___ Texte à étudier
Le 27 février, je publiais ici un article exposant mon état d’esprit quelque peu englué, débordé, empêtré. Assaillie de questions entrepreneuriales existentielles qui avaient plutôt tendance à me plonger dans la procrastination, je devais faire un plan de trésorerie, des projections financières et trouver comment faire des bénéfices pour cette deuxième année d’exercice.

HA HA

Le 3 mars, je partais passer une semaine en région parisienne. J’en profitais pour voir ma famille et fêter les 80 ans de mon père sans le toucher car le virus commençait à faire peur.

Le 15, jour du premier tour des élections auquel j’ai choisi de ne pas participer car je trouvais absurde et criminel qu’il soit maintenu, je suis allée à l’atelier. J’y ai croisé mon voisin qui semblait toujours prendre la situation à la légère.
J’ai donc rangé mes affaires, embarqué les 3 masques anti-poussière qu’il me restait et j’ai fermé la porte de l’atelier en sachant qu’il se passerait un certain temps avant que je n’y retourne.
______
___ Données fournies
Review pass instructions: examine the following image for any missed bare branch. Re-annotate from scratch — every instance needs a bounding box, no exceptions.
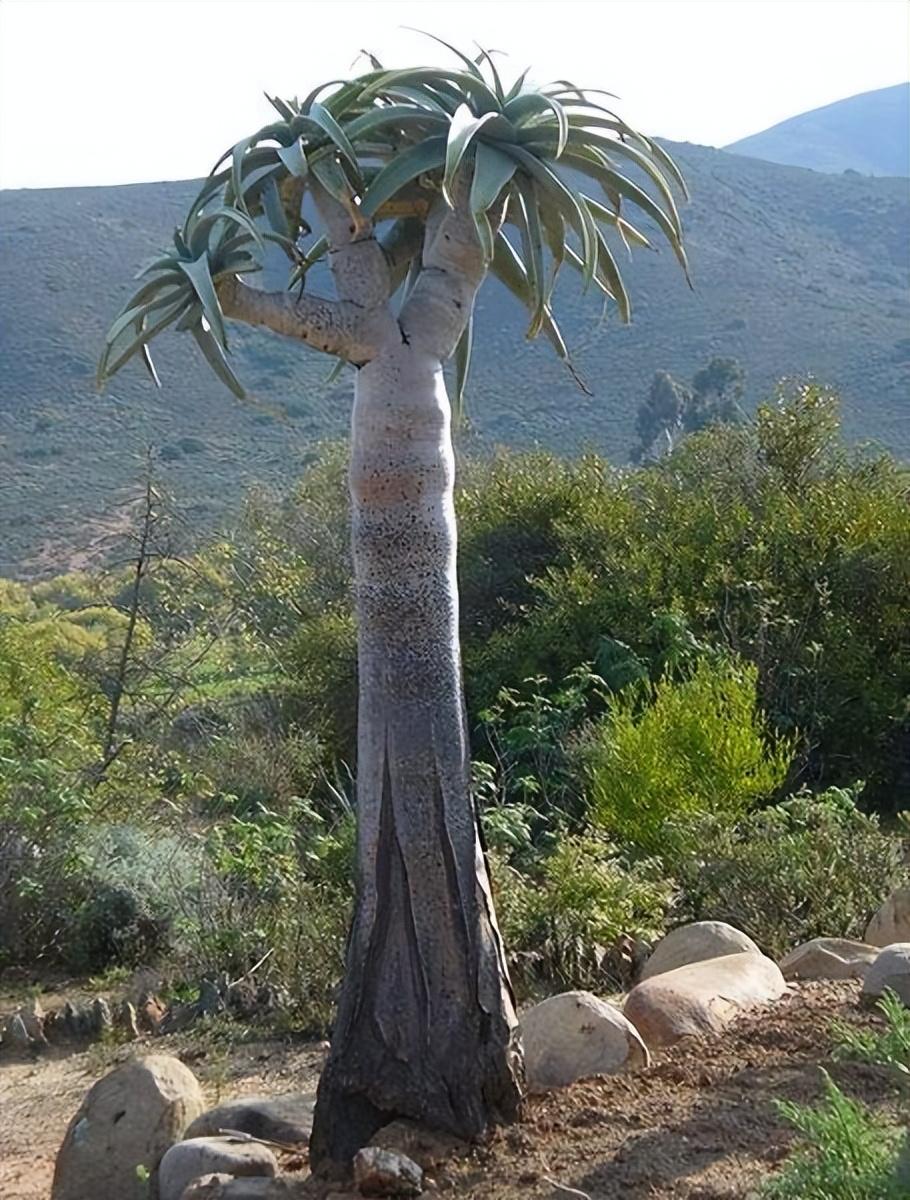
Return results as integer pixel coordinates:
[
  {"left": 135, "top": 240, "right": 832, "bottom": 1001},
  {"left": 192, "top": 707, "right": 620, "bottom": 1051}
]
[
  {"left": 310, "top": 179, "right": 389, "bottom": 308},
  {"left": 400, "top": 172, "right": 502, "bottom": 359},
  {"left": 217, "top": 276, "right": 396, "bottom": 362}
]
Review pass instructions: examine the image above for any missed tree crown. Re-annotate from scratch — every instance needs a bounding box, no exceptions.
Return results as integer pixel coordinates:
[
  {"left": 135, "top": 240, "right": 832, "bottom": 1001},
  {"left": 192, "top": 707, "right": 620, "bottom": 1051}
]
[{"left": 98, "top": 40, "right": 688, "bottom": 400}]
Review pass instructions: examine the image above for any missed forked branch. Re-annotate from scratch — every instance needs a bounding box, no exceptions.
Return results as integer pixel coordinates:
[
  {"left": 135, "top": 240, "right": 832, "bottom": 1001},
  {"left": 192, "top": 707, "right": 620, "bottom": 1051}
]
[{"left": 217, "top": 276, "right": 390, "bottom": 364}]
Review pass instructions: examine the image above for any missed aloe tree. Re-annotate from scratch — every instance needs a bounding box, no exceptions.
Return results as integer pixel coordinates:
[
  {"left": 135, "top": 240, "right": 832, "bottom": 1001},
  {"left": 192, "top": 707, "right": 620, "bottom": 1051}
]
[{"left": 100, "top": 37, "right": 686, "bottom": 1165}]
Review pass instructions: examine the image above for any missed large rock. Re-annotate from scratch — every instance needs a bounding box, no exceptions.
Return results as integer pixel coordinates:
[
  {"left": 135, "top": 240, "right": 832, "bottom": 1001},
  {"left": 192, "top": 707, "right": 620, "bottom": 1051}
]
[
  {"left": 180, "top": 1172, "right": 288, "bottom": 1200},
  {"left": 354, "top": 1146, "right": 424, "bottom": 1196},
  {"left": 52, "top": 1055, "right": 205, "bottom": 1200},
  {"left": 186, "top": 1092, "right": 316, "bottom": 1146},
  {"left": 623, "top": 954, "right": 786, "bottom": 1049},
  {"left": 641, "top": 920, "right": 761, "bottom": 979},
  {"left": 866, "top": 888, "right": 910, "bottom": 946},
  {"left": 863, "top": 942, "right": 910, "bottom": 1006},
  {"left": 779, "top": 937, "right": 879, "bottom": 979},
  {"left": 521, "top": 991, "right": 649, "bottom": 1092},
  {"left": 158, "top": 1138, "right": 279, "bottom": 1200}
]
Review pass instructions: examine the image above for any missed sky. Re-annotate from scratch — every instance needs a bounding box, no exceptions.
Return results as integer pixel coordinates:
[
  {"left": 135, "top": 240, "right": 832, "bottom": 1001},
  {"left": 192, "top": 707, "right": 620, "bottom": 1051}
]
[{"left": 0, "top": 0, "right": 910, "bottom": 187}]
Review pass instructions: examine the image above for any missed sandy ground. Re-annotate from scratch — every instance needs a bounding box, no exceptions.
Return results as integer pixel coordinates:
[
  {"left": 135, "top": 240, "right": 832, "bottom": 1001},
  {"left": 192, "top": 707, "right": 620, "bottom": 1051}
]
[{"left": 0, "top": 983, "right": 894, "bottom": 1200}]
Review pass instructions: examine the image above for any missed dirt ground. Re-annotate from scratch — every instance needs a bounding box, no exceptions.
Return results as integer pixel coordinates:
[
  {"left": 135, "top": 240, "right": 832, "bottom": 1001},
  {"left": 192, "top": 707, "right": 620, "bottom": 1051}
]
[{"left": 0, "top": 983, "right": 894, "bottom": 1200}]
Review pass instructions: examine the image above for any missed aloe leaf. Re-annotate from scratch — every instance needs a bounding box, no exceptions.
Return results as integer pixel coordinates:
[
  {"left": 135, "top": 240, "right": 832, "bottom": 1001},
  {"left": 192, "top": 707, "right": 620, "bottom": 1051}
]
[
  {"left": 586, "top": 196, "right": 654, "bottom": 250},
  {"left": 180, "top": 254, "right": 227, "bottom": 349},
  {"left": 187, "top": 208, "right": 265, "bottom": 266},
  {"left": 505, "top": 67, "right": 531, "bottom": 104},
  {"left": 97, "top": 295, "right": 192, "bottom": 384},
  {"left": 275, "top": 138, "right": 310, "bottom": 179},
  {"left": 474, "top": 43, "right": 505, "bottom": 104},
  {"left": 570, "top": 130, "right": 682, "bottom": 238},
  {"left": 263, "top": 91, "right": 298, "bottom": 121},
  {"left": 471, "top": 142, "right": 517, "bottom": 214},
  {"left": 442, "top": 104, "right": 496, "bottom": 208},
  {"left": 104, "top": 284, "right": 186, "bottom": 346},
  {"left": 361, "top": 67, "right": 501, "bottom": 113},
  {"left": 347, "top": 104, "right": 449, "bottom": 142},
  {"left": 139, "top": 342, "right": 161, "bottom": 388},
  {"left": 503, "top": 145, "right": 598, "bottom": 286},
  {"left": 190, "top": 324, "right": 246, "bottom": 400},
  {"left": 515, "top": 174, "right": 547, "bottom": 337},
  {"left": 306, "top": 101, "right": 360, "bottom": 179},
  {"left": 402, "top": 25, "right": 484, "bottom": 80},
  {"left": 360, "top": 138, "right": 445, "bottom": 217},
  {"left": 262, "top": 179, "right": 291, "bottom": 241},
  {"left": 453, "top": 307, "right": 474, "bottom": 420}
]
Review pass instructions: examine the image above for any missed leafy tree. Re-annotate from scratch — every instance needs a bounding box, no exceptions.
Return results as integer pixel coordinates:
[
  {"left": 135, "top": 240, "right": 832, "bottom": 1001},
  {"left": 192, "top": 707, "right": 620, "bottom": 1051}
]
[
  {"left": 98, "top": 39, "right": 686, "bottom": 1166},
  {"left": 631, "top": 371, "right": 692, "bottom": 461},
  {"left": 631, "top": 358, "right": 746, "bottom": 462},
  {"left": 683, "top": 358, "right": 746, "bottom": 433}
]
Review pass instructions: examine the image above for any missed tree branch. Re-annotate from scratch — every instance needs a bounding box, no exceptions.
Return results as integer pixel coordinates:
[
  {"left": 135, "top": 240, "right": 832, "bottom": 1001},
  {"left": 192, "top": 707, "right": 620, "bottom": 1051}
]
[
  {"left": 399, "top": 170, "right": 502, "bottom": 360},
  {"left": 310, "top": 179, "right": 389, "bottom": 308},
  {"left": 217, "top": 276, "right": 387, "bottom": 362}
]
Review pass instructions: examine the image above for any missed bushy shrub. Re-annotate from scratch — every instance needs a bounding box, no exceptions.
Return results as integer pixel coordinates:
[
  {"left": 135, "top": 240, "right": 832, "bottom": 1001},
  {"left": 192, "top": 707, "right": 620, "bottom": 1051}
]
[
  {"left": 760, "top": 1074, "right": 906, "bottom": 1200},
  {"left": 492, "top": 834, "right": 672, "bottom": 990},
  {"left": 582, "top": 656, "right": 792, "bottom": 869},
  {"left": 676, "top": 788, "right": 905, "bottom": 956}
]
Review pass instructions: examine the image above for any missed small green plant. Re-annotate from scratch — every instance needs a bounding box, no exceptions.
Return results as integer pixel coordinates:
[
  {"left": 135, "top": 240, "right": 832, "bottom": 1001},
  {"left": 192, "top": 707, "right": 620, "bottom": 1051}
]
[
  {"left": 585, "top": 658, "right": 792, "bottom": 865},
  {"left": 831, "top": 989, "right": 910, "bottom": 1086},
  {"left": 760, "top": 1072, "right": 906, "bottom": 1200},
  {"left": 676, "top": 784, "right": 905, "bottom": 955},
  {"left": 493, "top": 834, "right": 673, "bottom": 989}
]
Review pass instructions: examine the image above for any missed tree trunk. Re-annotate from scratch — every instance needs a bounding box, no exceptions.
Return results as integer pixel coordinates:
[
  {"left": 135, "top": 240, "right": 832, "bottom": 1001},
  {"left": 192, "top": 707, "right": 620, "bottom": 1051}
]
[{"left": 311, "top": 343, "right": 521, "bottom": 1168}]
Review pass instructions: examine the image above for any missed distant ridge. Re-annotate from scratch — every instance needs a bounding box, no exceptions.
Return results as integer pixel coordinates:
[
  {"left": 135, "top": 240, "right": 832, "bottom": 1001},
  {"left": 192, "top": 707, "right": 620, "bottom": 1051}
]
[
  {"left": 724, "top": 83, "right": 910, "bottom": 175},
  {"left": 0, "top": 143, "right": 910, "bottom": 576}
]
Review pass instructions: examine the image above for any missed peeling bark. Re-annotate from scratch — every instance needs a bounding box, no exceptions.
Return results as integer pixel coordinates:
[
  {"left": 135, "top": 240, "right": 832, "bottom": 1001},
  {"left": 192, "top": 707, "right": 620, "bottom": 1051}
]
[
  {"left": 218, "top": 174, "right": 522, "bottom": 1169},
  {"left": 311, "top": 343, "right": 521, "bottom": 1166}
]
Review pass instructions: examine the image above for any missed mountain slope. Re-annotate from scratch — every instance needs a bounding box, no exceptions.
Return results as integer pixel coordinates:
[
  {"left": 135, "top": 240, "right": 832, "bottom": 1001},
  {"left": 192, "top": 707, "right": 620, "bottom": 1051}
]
______
▶ [Série d'exercices]:
**A.** Dans le texte à étudier, énumérez les tâches que la personne qui écrit devait accomplir pour sa deuxième année d'exercice.
**B.** Reprenez le texte à étudier, qui raconte l'arrivée du virus, à la suite de sa dernière phrase.

▶ [Réponses fournies]:
**A.**
- faire un plan de trésorerie
- faire des projections financières
- trouver comment faire des bénéfices

**B.**
Le lendemain, j’ai décidé d’aller me confiner avec un jour d’avance dans la résidence secondaire familiale, un appartement à 30 km de chez moi dans le petit village de bord de mer dans lequel j’ai passé tous mes étés.
Faire ses valises pour une période indéterminée dans ces conditions est une étrange expérience. Choisir ce qui est important, utile, indispensable ou précieux peut être révélateur. C’est ainsi que j’ai embarqué tout mon stock de pièces. Je ne pouvais pas imaginer abandonner mes créations. Et puis j’ai rassemblé vêtements, livres, carnets, ordinateur, grigris, provisions alimentaires, trousses de pharmacie, de toilette, de crayons… et je suis partie.

Jour 1, jour 2, 3… Je déplace les meubles, m’installe un bureau, trouve une place pour mon tapis de yoga (qui prend surtout la poussière) et pour tout le reste.
Souvent au téléphone avec la famille et les amis, jamais très loin des infos, tous sonnés, étourdis.

Jour 4, 5, 8, 12… Confinée sur mon lieu de vacances, ça y ressemble presque. Une certaine langueur, le silence, le calme. Le soleil qui insiste. Les jours passent. Je ne regarde plus les informations, toxiques et inutiles.
La sidération laisse doucement la place à… A quoi en fait ? Je suis incapable de définir ce que je ressens. Rien est le mot qui semble correspondre. Une forme de vide, d’absence. Mon esprit n’est pas vraiment là.
Seules mes nuits peuplées de rêves récurrents et agités m’indiquent l’existence d’une tempête constante en tâche de fond sous mon crâne.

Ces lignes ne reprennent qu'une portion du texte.